*FRAGMENTO DEL DOCUMENTO*.
──────────────────────────────

Pendulamos entre el miedo al rechazo, el miedo a qué pensarán los demás, el miedo a la incertidumbre, el miedo a la soledad. Hay un miedo especialmente peligroso: el miedo al cambio, por mucho que, paradójicamente, seamos cambio. El miedo nos ancla al suelo sin dejarnos progresar, y la vida va de avanzar, de convertirte en otra que te mole más, cada día, cada minuto. Evolución, descubrimiento, aprendizaje, curiosidad. Libertad lo llaman algunos. Quiero saltar, pero me puede el vértigo. Me siento inquieta, nerviosa, acojonda perdida. Enfadada conmigo, incluso.

A veces, el pánico llega porque estamos mirando el problema demasiado de cerca: un matrimonio en el que ya no soy feliz, un trabajo que me hastía, una ciudad que no es mi escenario ideal, una amistad que hace tiempo que no lo es, un lo que sea que ya no quieres. Sumida del todo en mi minúsculo ecosistema no puedo definir dónde acabo yo y dónde empieza él. Siento que el miedo soy yo. Todo es miedo. Y quiero salir de aquí.

No es que no pueda más, es que no quiero más.

Porque, lamentablemente, el humano puede mucho, es capaz de aguantar cosas que le hacen insoportablemente infeliz. Tu desasosiego está tan próximo que no eres capaz de analizarlo. ¿Y si elevaras el dron? ¿Y si fueras capaz de observar la verdadera dimensión de tu problema en la inmensidad de los problemas de la inmensidad de humanos? ¿Y si colocaras tu problema en el lugar que le corresponde en tu ancha y larga vida? Distancia, amiga, distancia.

¿Y si dejaras de masticar el problema, porque ya se te ha hecho bola? ¿Y si lo escupes y ahora te concentras en buscar la solución? ¿Y si miras a otro lado y al mismo tiempo miras dentro? ¿Y si dejas de rebozarte en la que ya no quieres y empiezas a proyectar lo que sí deseas? Autoconocimiento, amiga, autoconocimiento.

──────────────────────────────

*REGISTROS PROPORCIONADOS*.
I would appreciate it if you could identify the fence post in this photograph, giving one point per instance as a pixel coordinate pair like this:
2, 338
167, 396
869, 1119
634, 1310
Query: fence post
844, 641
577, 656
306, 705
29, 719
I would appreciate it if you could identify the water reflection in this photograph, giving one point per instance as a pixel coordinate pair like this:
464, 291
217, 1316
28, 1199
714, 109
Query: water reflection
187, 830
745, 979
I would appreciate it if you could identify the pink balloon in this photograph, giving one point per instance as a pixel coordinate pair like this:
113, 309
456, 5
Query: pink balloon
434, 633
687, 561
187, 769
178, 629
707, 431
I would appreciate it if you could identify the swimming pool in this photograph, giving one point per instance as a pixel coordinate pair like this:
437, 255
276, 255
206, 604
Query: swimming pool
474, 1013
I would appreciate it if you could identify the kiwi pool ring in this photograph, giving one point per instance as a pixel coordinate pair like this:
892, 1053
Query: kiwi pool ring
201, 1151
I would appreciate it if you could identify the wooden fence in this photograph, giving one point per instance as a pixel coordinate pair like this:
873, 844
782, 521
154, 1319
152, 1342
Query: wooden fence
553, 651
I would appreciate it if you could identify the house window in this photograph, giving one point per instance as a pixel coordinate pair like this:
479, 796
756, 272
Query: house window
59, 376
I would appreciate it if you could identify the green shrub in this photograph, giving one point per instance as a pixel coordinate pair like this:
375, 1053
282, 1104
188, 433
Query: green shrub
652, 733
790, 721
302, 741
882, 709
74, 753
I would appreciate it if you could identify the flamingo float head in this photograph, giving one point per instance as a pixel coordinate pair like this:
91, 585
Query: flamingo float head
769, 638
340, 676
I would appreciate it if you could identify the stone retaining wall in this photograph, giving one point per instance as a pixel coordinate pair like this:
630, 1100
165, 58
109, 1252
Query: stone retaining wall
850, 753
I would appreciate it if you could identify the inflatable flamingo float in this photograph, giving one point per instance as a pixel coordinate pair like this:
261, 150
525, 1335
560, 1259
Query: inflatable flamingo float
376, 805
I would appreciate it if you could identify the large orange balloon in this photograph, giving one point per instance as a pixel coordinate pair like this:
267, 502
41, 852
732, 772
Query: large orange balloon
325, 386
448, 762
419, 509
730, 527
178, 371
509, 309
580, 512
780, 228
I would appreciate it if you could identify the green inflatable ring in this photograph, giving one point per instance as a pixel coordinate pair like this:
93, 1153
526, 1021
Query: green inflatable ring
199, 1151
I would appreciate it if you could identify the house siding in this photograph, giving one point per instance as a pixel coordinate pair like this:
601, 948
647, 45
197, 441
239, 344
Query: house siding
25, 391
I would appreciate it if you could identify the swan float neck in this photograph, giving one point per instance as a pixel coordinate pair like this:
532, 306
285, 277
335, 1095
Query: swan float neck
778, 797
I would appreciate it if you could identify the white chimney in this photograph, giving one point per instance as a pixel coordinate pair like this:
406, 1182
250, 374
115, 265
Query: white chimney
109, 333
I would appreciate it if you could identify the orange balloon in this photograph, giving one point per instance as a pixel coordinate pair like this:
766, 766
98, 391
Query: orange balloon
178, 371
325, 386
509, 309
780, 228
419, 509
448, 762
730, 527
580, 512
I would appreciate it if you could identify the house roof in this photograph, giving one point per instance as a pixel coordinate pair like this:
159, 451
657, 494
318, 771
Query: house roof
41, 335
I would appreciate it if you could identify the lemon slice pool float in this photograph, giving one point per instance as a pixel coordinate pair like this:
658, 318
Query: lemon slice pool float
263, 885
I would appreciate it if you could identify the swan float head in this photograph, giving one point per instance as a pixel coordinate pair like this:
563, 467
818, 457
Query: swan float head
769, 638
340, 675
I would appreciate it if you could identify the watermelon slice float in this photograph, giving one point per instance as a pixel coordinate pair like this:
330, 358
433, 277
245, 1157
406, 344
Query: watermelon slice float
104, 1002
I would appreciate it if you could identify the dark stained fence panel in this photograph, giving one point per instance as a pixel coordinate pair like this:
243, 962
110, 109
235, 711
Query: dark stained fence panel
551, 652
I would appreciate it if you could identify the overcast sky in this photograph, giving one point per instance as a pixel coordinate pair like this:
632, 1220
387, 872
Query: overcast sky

──────────────────────────────

*TAREAS ESCRITAS*.
1. Busca en los registros cada línea que contenga la palabra "wall" y cópiala entera.
2. Escribe la continuación del texto sobre el miedo al cambio a partir de su última frase.

*RESULTADOS POR TAREA*.
1.
I would appreciate it if you could identify the stone retaining wall in this photograph, giving one point per instance as a pixel coordinate pair like this:
Query: stone retaining wall

2.
Ojalá tuviera yo el antídoto para le miedo paralizante, pero no. Aunque me huelo que la acción espanta a la bestia. Cuando el canguelo te agarre los tobillos y te cuente que aquí tampoco se está tan mal, múevete. Déjalo atrás, no te creas su mentira, esa que te cuenta que lo que te espera al otro lado es el vacío, el peligro.

El movimiento es curativo, ¿pero, hacia adónde camino? me preguntarás. Hacia algo que te guste, que te eleve. Ahora toca aprender cosas nuevas. Invéntate lo que está por venir.  No tienes que saber lo que es, tienes que decidirlo. Planea, inventa, divaga, fantasea. Y camina. Con el coco y con el cuerpo.

Cuestiónate y cuestiona todo lo que te han enseñado sobre el miedo y sobre su supuesta antagonista: la seguridad. Disecciona las teorías que te cuentan que la seguridad vienen de un trabajo fijo, de un sueldo fijo, de una pareja fija, de una casa fija, de una opinión fija, de unos amigos fijos, de una vida fija. Decide si lo único seguro es lo inamovible. Si lo inamovible te hace feliz. Si el miedo, quizás, es la causa de la inmovilidad y también su consecuencia.